Directions for this task - List each line in the listing below that contains the word "green", copying the whole line.
++++ Source records
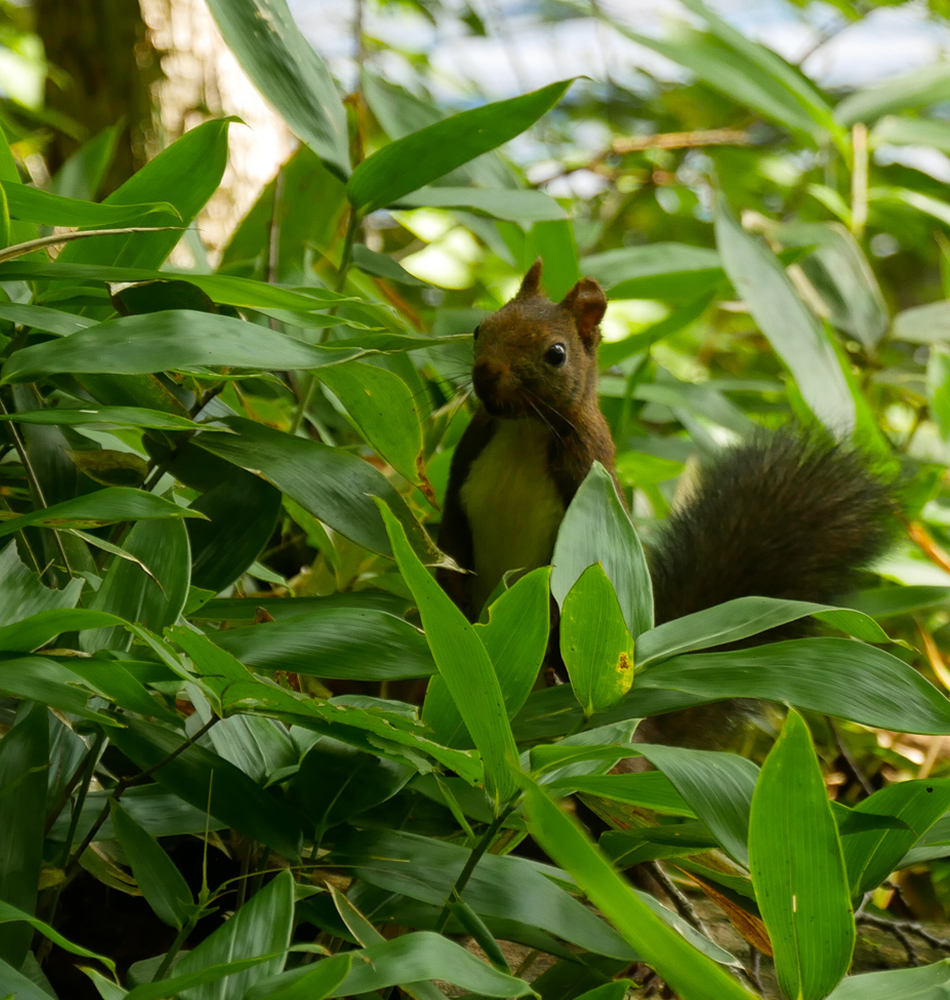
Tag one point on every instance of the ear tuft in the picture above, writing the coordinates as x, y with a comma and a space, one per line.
++++++++
++++ Source records
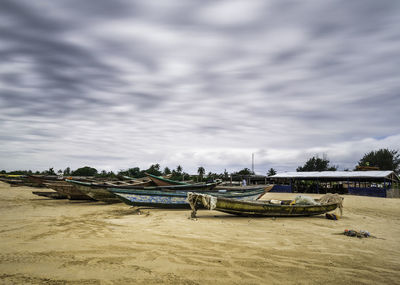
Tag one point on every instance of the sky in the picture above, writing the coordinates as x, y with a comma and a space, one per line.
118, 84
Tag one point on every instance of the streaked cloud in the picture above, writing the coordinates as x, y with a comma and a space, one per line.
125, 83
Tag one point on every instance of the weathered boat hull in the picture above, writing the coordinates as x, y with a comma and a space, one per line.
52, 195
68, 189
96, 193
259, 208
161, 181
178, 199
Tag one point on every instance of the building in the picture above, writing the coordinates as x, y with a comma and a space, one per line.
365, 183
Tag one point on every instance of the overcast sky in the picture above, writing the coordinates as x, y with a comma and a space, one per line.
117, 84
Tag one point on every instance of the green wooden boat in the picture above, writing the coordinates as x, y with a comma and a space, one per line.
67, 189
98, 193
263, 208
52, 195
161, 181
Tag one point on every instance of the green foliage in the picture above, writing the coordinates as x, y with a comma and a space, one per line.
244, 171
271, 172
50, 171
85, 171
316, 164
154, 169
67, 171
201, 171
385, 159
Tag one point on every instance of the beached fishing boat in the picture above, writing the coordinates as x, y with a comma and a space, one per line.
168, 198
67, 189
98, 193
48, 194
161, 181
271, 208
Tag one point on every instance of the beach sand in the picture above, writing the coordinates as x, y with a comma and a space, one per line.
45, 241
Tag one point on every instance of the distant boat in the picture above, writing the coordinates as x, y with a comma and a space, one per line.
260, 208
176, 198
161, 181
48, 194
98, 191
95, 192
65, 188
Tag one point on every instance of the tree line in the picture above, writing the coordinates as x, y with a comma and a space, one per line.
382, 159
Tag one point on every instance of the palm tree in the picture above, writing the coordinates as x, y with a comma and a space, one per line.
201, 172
++++++++
++++ Source records
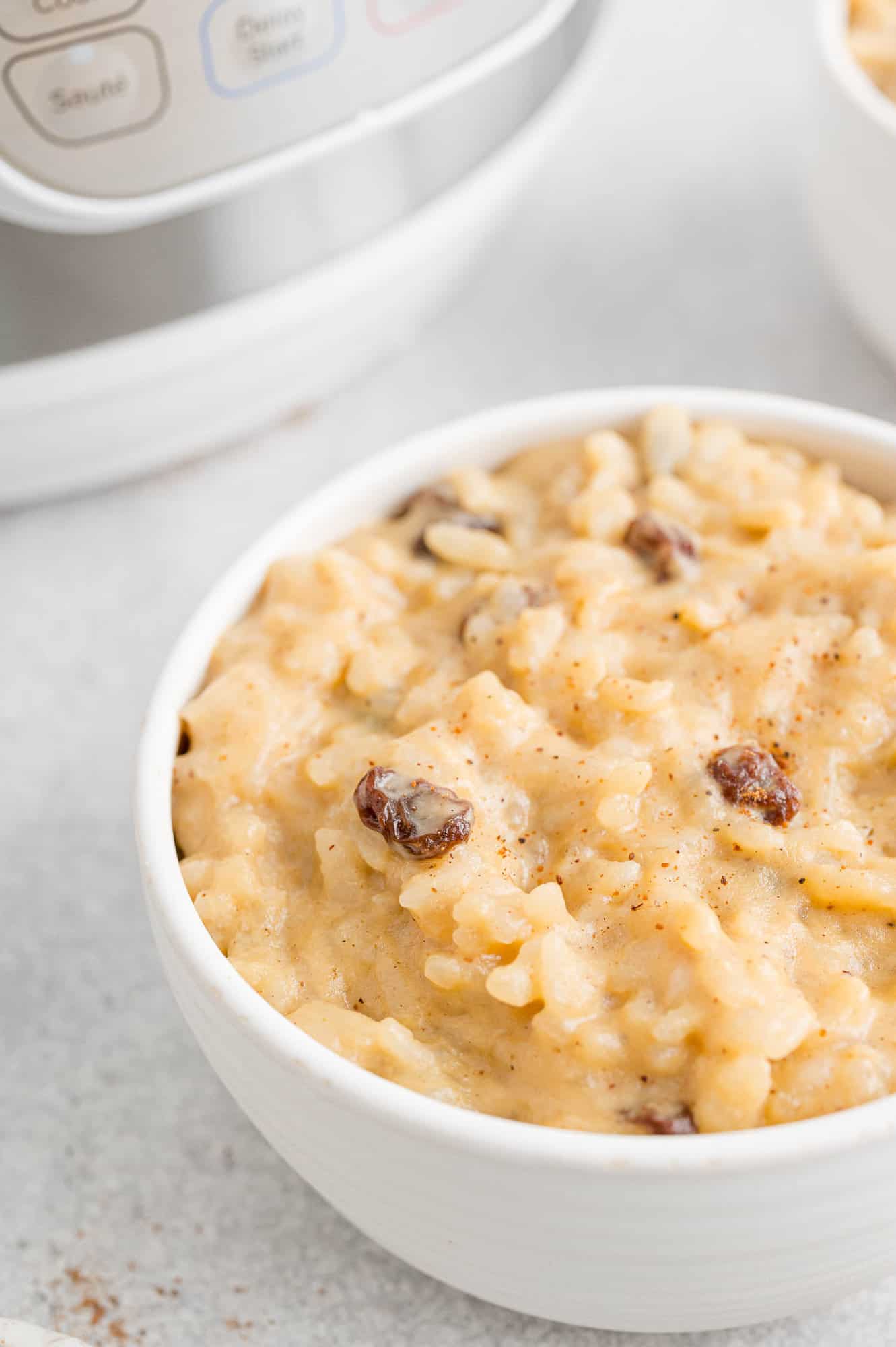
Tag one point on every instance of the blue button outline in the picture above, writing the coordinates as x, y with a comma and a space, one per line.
++++++++
Correct output -
Tag one point on every instance of the green wooden boat in the picture above, writing the coordinates as x, y with a comma and a space, one per line.
Tag one point on every instance of the green foliage in the picture above, writing the coordinates as x, y with a comma and a space, one per line.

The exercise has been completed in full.